# Task statement:
Pull out every line of the records that contains the word "beak", matching its case exactly.

[Object point labels]
───
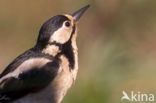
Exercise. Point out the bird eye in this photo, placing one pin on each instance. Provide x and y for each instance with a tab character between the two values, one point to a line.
67	24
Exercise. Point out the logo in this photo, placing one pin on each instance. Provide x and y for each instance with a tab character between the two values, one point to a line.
137	97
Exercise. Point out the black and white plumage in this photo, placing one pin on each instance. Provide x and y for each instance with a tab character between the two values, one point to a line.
44	73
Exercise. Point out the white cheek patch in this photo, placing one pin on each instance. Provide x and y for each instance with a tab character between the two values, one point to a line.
62	35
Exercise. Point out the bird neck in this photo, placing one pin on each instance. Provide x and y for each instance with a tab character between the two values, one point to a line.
51	50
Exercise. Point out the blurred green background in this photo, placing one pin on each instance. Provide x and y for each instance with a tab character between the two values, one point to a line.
116	41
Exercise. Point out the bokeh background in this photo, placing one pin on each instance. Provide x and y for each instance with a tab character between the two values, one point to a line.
117	43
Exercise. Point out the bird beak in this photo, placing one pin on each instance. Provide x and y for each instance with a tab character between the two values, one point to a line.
77	15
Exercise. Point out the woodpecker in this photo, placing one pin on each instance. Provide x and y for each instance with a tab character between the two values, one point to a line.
44	73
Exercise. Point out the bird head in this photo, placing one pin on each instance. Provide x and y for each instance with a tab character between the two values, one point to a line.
60	29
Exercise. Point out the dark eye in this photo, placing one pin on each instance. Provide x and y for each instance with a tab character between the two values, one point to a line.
67	24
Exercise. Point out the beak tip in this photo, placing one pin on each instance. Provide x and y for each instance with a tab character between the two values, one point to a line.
80	12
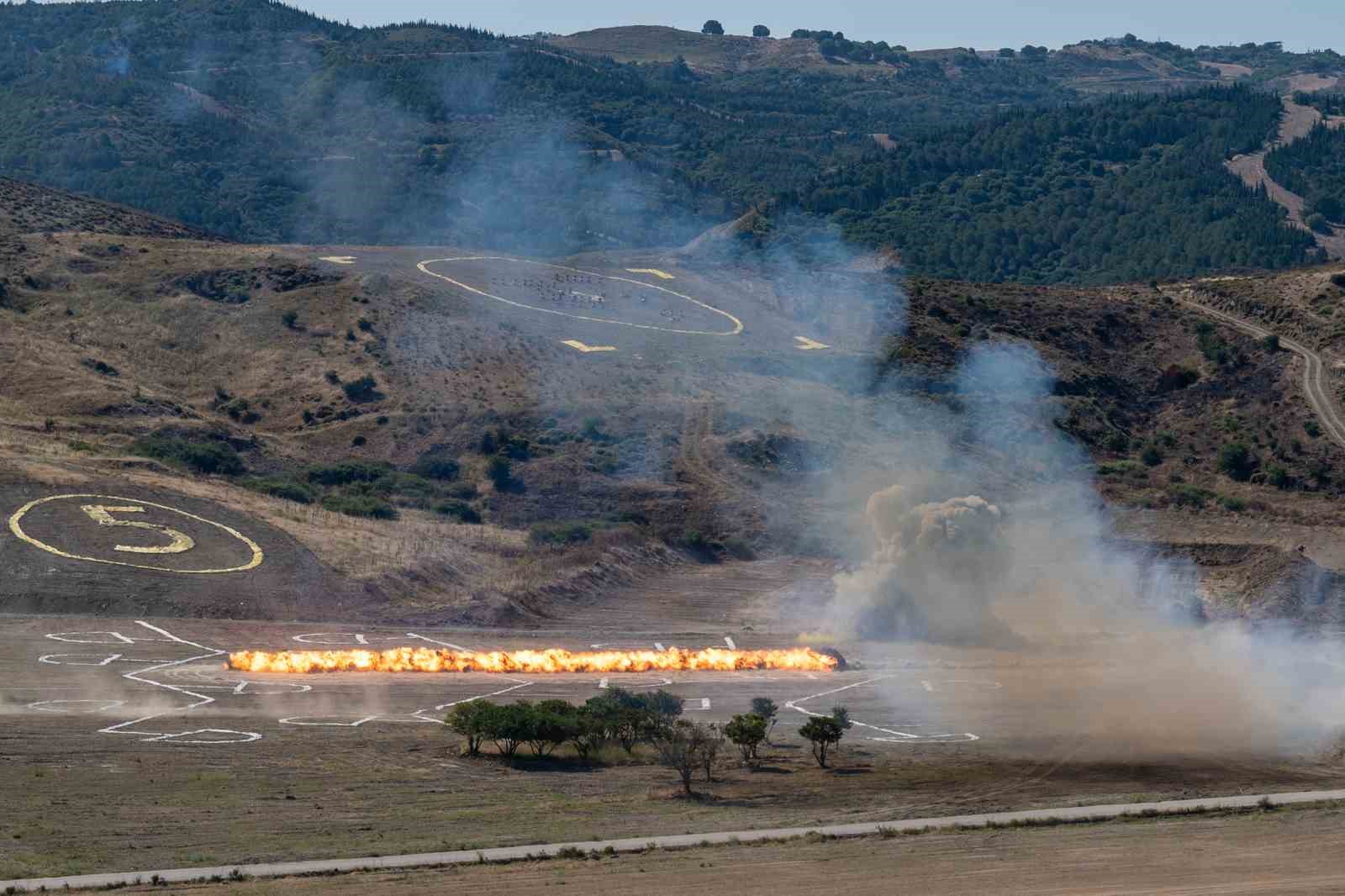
───
# Response to this task:
Exercise. Point out the bird beak in this photo, placing one pin on each instance. Provide x and y for each instance with a tab character between the two values, one point to a line.
Exercise. Point out the beak tip in this photo, placing one pin on each instance. Provide x and y for each instance with a tab character between the two values, one point to a line.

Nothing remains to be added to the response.